## Record extracts
<<<<
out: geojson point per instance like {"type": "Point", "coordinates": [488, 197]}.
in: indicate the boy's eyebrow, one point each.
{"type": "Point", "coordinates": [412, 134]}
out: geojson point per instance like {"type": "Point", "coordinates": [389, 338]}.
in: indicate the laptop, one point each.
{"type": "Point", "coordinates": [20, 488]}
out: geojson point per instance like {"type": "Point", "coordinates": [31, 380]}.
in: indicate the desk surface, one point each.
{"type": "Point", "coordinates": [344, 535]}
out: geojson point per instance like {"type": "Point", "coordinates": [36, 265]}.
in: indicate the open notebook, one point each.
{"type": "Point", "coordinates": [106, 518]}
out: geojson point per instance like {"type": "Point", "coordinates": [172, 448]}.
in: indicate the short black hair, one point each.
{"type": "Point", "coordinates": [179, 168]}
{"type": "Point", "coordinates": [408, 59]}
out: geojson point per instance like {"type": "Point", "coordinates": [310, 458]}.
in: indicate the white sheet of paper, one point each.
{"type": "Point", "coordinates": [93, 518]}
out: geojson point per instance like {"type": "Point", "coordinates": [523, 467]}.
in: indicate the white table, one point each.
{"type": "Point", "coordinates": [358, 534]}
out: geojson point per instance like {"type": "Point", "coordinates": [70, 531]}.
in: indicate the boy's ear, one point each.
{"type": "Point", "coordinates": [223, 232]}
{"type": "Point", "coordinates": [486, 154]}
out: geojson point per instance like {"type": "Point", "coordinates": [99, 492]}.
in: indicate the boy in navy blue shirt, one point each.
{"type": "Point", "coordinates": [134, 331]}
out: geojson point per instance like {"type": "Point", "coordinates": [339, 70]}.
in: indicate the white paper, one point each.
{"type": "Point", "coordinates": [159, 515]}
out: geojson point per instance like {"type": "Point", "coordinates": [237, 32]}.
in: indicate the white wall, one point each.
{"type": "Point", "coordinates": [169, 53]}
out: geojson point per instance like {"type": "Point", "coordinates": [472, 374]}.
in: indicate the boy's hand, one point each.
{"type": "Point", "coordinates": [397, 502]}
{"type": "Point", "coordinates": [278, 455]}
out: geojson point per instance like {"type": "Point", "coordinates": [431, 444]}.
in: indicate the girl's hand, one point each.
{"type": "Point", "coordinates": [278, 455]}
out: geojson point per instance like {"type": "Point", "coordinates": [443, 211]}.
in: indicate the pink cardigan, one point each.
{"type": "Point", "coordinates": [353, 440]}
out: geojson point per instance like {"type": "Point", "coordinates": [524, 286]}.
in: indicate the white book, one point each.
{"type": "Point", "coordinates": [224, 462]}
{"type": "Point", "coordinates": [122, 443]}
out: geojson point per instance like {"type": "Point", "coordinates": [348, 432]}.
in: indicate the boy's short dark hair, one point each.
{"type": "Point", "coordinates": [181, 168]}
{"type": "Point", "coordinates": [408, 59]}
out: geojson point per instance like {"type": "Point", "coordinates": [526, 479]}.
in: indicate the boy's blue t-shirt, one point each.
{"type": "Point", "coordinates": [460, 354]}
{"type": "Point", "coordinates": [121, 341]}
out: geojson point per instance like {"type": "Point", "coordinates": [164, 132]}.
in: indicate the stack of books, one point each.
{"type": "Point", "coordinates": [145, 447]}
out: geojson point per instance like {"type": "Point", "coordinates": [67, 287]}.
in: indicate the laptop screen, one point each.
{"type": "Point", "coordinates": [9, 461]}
>>>>
Exactly and without omission, set down every entry.

## Result for this task
out: geojson point per instance like {"type": "Point", "coordinates": [488, 197]}.
in: indicate the boy's eyebrow, one point each.
{"type": "Point", "coordinates": [412, 134]}
out: geojson point per instance like {"type": "Point", "coordinates": [389, 338]}.
in: indicate the laptop, one point each.
{"type": "Point", "coordinates": [20, 488]}
out: geojson point per instance like {"type": "Point", "coordinates": [31, 380]}.
in: indicate the desk surface, one point each.
{"type": "Point", "coordinates": [344, 535]}
out: geojson point per instance like {"type": "Point", "coordinates": [36, 265]}.
in: indicate the open notebook, one point each.
{"type": "Point", "coordinates": [106, 518]}
out: geojson point per instance like {"type": "Point", "coordinates": [172, 448]}.
in: indicate the short black hair, one point each.
{"type": "Point", "coordinates": [179, 168]}
{"type": "Point", "coordinates": [408, 59]}
out: geojson point per instance like {"type": "Point", "coordinates": [310, 458]}.
in: indicate the white sheet of paper, one point each.
{"type": "Point", "coordinates": [93, 518]}
out: geojson point per instance like {"type": "Point", "coordinates": [523, 467]}.
in: indicate the white table, one point each.
{"type": "Point", "coordinates": [358, 534]}
out: geojson point per instance like {"type": "Point", "coordinates": [70, 531]}.
in: indicate the boy's ear, one point each.
{"type": "Point", "coordinates": [223, 232]}
{"type": "Point", "coordinates": [486, 154]}
out: geojson point per instance like {"type": "Point", "coordinates": [99, 492]}.
in: indicate the boy in navy blue shirt, one point each.
{"type": "Point", "coordinates": [134, 331]}
out: geojson point per instance like {"type": "Point", "coordinates": [339, 70]}.
in: indicate the white paper, one point each.
{"type": "Point", "coordinates": [159, 515]}
out: geojson point per instance like {"type": "Point", "coordinates": [237, 32]}.
in: indicate the white wall, one point each.
{"type": "Point", "coordinates": [169, 53]}
out: geojson point per instance like {"type": "Point", "coordinates": [472, 374]}.
in: indicate the boy's hand, one point each.
{"type": "Point", "coordinates": [397, 502]}
{"type": "Point", "coordinates": [278, 455]}
out: geojson point per instance like {"type": "Point", "coordinates": [431, 444]}.
in: indicate the girl's hand, one point each.
{"type": "Point", "coordinates": [278, 455]}
out: geojson point per instance like {"type": "Point", "coordinates": [443, 211]}.
in: indicate the pink cardigan, one point each.
{"type": "Point", "coordinates": [353, 440]}
out: geojson point per instance like {"type": "Point", "coordinates": [524, 286]}.
in: indicate the white book, one point each.
{"type": "Point", "coordinates": [224, 462]}
{"type": "Point", "coordinates": [122, 443]}
out: geojson point per instance like {"type": "Point", "coordinates": [348, 432]}.
in: indicate the boy's short dark hair, one point each.
{"type": "Point", "coordinates": [181, 168]}
{"type": "Point", "coordinates": [408, 59]}
out: geojson point per instance like {"type": "Point", "coordinates": [526, 479]}.
in: indicate the boy's blue t-shirt, one point each.
{"type": "Point", "coordinates": [460, 354]}
{"type": "Point", "coordinates": [121, 341]}
out: geojson point per instance like {"type": "Point", "coordinates": [164, 132]}.
in: indicate the stack of books, one point each.
{"type": "Point", "coordinates": [145, 447]}
out: geojson point per instance like {"type": "Point", "coordinates": [67, 287]}.
in: indicate the laptop screen, one point each.
{"type": "Point", "coordinates": [9, 461]}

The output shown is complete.